**Stated problem 1:**
Rewrite the rows from their very beginning through the line with "662 294 1148 896", changing "smiling woman" to "happy woman" and leaving everything else as is.

**Document segment:**

* * * * * * * * *

Friday, May 25, 2001

Router

The windfall of 1999-00 that router sales saw, promised to continue with good sales all the way through the first half of the year, but this growth rate suddenly started falling in the second half, and came down to a low-rate in the final quarter. This dramatic slowdown was due to the trickledown effect that the US economy slowdown had on IT services in India. Both ISPs and IDCs promised to falter at the end. Many big ISPs and IDCs failed to rise above the boardrooms and business plans on paper. Funding was the biggest issue why these companies could not take off.

Though spending continued among the established ones like BSNL, VSNL, Satyam, etc., but it was not to the tune of the previous fiscal. And though new ISPs like Tata ISP, HCL Infinet, Hughes Tele and ERNET, laid out their networks for Internet services, the sum total number of rollout did not match the previous fiscal, both in numbers and magnitude. An uncertain market kept them away from lavish expenditure.

The other sectors actually came to the rescue of the router segment. Banking and finance sector played the role of the knight in shining armor. Banks like Dena, Vyasa, RBI, Karnataka Bank, American Express and Global Trust executed huge projects worth crores of rupees—all of them had to link their LANs across localities and cities in the country due to competition as well as RBI directives. The financial institutions themselves connected heavily. BSE, LIC, UTI, IDRBT, Tata AIG, etc., all spent multiple of crores on wide area networking. Other sectors like manufacturing, transport/utility and government, pitched in with their own share of wide area networking projects.

So, the year 2000-01 ended with router companies clocking in Rs 408 crores through their routers. The annual growth recorded last year was 86.3 percent.

The number of routers sold during the fiscal were 24,337, as compared to 17,000 in the previous fiscal. That shows a growth by only 29 percent. But value-wise, the growth has been much better due to the better deployment of high-end routers of which some were capable of Gigabit routing. Though average price of a router further dropped to about 65,000 at the low-end of the market, prices at the mid-end were still at an average 2.3 lakh. And as you went up the value chain, Gigabit routers came at prices of Rs 60 lakh and more.

Cisco retained its grasp over this segment last year as well, despite the somewhat hyped entry of Juniper and Unisphere – two young next-generation technology startups. During last fiscal, Cisco managed to hold on to consolidate and increase its market share to 84.8 percent as compared to 72 percent of the previous fiscal. And the nearest competitor, Nortel, was way behind at just 6 percent.

The market for Gigabit router did not live up to the expectations as telecommunications build-outs got delayed due to policy delays, market uncertainty and lack of finance. The setting up of offices by Juniper and Unisphere was more of an initial market contacting/discussion process and both did negligible business in reality. Still, Unisphere were able to accomplish sales of Rs 4 crore during the last fiscal, which is approximately 1 percent of the market. This year, however, many more telecommunications backbones are expected to be rolled out, with hundreds of miles of the country already been wired up with dark fiber. And, these players are likely to play hard to not allow Cisco to monopolize this space, as it has done in the low and mid-end of the market. The market for routers looks quite promising and should again be touching its previous growth rates of hundred percent and above. That is, if the current economic slowdown does not continue beyond six months. Which could in turn, further delay long due projects in the telecommunications sector.

* * * * * * * * *

**Information provided:**
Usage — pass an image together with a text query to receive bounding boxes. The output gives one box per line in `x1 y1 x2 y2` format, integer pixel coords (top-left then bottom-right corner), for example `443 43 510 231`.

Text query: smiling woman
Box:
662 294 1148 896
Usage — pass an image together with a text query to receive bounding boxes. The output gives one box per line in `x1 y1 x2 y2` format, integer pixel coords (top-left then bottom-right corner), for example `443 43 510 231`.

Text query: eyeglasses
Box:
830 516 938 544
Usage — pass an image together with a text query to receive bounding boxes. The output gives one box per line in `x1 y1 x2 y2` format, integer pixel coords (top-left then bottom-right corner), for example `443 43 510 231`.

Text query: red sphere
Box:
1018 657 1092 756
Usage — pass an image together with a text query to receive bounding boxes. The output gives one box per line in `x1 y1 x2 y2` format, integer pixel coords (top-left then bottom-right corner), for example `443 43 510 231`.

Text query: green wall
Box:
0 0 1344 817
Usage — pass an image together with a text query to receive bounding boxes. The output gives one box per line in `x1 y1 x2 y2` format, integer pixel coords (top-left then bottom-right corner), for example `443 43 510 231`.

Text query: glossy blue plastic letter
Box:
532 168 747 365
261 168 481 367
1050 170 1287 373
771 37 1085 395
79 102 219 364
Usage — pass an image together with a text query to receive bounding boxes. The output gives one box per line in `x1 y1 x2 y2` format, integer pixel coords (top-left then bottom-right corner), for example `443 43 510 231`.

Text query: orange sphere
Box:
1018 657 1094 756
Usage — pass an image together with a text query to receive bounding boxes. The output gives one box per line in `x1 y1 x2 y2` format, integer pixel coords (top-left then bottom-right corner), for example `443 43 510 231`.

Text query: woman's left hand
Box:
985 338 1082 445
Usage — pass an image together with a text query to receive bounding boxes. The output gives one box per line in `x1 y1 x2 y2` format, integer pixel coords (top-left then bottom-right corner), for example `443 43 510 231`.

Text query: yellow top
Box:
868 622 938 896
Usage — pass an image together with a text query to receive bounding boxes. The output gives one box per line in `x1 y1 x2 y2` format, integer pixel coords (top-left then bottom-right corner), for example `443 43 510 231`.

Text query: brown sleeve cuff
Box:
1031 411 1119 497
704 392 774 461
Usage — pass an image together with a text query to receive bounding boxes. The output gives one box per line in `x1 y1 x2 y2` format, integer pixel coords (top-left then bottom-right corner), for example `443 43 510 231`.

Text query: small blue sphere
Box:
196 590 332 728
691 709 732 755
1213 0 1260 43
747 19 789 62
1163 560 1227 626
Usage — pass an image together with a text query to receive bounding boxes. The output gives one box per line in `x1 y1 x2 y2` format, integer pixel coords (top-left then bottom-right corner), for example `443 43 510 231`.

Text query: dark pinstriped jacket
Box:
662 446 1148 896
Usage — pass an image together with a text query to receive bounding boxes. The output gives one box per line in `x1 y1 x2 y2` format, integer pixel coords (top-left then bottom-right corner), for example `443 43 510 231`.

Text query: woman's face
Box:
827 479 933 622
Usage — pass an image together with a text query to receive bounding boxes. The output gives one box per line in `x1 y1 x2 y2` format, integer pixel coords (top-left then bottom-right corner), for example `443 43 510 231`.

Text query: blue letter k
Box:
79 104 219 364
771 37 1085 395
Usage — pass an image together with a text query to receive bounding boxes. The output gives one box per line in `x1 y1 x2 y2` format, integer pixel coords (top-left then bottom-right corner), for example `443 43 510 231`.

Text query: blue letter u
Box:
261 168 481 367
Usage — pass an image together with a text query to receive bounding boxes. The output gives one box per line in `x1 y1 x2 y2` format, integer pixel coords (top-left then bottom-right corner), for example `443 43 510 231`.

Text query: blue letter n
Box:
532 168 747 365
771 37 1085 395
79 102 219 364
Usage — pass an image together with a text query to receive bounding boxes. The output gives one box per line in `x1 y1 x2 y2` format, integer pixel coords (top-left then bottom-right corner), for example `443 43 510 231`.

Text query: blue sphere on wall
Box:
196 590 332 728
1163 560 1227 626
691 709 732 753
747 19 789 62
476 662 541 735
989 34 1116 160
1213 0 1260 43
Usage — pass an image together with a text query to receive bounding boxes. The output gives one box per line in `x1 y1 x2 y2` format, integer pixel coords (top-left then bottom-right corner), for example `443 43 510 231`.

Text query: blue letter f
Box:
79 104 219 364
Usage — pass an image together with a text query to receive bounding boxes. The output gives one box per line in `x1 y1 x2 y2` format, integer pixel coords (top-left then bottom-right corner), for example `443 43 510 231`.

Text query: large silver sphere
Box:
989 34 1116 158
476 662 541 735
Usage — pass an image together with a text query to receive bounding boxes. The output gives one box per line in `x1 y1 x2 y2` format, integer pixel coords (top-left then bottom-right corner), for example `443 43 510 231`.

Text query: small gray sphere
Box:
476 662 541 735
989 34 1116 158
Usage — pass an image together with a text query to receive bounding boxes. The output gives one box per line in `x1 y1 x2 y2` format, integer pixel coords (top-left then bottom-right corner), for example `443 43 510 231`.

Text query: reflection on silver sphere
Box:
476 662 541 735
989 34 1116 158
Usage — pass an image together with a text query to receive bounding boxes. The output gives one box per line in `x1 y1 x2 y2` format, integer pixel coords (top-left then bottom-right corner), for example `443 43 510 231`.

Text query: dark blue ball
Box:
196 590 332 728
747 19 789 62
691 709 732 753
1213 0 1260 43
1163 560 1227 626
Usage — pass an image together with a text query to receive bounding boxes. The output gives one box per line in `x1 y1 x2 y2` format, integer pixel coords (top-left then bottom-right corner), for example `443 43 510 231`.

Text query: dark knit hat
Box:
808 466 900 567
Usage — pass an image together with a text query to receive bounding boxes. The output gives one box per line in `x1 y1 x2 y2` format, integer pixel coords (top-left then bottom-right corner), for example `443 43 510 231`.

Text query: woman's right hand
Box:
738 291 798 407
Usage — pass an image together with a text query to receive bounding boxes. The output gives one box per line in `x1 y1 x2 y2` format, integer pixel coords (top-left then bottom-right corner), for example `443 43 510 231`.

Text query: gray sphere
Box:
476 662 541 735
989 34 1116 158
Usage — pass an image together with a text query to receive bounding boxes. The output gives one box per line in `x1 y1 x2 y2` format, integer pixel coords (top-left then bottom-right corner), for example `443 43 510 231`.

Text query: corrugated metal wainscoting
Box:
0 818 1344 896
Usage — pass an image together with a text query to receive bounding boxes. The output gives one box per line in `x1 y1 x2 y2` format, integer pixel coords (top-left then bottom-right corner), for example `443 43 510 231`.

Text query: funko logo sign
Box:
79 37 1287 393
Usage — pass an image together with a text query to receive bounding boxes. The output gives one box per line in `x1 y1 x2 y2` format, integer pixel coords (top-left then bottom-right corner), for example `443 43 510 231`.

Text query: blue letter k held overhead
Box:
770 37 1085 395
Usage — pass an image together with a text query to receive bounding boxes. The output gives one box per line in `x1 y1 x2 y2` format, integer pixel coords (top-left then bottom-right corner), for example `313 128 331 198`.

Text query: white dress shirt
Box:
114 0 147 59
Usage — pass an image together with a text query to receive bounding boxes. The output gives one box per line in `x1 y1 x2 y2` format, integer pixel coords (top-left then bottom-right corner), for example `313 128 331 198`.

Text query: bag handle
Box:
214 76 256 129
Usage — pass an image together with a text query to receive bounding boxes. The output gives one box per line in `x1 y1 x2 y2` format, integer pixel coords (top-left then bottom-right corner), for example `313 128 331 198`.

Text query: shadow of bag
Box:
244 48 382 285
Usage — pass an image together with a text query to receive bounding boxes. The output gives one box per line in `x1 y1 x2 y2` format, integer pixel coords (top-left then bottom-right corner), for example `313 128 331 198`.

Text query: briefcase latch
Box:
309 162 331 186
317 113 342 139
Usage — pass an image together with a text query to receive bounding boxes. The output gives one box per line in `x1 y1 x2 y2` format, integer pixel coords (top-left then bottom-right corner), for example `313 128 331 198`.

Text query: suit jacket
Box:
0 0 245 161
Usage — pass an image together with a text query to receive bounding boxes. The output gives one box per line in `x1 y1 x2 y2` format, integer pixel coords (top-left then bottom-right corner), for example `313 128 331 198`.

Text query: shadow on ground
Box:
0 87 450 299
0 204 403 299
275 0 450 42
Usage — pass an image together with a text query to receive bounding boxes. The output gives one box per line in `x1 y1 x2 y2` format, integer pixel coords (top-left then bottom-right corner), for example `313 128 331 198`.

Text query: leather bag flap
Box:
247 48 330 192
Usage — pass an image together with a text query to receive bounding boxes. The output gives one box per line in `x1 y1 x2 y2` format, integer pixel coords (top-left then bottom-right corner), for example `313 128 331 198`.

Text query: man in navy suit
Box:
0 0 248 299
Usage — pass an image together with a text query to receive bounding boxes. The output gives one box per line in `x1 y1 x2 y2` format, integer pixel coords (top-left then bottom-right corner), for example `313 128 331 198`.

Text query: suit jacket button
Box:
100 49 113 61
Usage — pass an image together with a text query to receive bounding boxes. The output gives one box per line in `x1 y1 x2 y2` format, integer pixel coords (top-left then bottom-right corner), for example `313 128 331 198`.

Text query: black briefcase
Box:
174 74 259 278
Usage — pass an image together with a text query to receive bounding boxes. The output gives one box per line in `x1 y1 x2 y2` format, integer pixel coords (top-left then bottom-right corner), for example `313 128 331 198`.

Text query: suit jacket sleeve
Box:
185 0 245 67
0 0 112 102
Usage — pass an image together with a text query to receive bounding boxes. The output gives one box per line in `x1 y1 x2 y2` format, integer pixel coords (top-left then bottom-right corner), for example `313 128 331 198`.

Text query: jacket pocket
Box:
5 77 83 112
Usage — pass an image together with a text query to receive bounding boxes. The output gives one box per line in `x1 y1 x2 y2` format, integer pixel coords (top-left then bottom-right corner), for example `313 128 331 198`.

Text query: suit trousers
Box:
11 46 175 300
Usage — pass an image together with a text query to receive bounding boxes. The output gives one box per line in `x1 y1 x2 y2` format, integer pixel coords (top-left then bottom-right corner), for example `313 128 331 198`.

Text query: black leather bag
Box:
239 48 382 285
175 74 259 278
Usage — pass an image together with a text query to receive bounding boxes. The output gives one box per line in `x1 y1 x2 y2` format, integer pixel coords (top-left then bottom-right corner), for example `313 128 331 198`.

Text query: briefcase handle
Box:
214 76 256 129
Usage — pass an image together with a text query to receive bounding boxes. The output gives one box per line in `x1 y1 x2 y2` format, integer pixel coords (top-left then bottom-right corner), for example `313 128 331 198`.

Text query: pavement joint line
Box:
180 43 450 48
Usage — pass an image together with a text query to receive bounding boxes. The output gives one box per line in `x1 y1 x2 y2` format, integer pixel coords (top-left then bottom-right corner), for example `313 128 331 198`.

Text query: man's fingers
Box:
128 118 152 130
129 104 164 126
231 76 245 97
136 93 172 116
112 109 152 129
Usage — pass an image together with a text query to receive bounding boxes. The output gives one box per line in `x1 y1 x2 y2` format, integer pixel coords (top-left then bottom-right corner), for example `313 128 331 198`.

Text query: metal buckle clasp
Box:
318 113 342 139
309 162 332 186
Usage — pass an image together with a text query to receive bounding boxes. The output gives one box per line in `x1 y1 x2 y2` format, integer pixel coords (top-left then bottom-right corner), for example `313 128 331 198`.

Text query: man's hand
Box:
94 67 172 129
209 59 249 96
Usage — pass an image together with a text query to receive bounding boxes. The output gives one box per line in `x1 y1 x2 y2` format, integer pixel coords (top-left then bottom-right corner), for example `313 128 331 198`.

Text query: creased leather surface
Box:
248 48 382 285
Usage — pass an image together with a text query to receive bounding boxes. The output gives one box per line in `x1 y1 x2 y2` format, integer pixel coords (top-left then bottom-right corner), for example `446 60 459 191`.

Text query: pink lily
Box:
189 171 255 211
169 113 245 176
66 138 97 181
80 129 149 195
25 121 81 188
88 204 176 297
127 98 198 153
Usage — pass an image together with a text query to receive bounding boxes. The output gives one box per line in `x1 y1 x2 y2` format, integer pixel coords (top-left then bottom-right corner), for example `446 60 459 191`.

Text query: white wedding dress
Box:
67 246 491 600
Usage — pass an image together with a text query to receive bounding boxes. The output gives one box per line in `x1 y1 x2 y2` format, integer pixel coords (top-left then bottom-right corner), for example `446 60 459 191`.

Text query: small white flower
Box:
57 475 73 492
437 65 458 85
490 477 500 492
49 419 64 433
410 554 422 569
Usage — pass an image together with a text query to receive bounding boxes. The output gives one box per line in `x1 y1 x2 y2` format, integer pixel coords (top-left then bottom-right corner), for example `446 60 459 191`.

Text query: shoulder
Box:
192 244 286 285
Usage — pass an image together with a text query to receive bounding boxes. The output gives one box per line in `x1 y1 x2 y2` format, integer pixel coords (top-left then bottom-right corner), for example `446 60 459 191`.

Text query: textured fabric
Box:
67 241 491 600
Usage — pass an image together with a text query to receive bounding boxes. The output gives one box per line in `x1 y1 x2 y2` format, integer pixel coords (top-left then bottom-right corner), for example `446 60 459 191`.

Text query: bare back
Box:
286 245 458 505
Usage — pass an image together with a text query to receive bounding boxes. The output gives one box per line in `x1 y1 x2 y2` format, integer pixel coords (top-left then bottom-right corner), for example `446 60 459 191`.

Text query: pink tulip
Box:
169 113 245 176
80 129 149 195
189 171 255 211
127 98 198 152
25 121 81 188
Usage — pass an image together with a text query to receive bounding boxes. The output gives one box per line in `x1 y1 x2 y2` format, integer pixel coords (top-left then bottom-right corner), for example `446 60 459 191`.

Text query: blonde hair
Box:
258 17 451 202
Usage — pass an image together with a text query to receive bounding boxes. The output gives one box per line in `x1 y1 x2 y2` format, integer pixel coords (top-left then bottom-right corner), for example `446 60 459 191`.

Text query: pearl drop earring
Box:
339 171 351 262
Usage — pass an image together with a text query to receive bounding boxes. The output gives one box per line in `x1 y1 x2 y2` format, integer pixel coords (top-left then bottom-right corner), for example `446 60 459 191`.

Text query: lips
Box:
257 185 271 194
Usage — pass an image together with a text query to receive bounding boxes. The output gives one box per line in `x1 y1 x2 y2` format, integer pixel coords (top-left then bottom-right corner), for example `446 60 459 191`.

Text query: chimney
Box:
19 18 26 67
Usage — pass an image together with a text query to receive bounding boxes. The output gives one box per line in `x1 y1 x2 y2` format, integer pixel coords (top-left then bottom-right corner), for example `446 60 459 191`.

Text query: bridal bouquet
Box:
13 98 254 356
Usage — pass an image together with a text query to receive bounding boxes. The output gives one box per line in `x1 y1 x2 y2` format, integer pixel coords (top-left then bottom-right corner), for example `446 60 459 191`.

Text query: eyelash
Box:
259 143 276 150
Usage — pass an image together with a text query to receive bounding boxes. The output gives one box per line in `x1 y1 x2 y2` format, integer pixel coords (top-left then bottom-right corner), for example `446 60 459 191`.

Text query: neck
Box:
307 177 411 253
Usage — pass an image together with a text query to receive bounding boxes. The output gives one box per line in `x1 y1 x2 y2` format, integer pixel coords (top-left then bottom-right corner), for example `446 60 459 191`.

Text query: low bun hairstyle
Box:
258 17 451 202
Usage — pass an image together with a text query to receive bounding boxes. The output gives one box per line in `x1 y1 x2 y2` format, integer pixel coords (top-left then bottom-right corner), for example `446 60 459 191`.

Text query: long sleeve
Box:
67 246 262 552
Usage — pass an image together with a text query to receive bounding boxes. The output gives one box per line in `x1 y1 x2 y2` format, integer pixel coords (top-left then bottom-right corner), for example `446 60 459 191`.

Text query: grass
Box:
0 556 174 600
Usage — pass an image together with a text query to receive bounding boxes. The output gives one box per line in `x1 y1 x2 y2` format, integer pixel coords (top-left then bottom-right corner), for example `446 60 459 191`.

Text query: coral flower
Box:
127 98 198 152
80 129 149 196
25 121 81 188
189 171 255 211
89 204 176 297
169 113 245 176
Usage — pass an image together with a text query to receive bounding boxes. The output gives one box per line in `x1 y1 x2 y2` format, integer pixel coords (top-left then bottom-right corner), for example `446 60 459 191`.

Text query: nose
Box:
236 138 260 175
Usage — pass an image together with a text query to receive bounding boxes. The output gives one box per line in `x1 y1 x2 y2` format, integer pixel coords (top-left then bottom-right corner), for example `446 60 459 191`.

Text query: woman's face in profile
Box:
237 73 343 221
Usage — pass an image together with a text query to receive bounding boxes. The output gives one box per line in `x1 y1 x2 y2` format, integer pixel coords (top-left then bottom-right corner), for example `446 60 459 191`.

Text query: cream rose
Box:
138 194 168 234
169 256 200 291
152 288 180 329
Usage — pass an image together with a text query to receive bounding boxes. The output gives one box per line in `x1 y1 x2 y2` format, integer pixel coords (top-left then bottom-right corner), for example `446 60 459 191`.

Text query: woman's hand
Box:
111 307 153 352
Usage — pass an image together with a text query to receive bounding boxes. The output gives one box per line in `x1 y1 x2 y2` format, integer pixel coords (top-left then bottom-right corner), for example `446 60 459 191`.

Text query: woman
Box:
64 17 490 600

* * * * * * * * *

**Stated problem 2:**
Put this sentence from the router market article into Spanish: "Banking and finance sector played the role of the knight in shining armor."

**Task output 1:**
Usage — pass an image together with a text query to receive bounding boxes. The output gives one box per line in `x1 y1 x2 y2` format, integer pixel coords (top-left then bottom-right corner), for example `443 43 510 231`.

Text query: happy woman
Box:
662 294 1148 896

**Task output 2:**
El sector bancario y financiero desempeñó el papel del caballero de brillante armadura.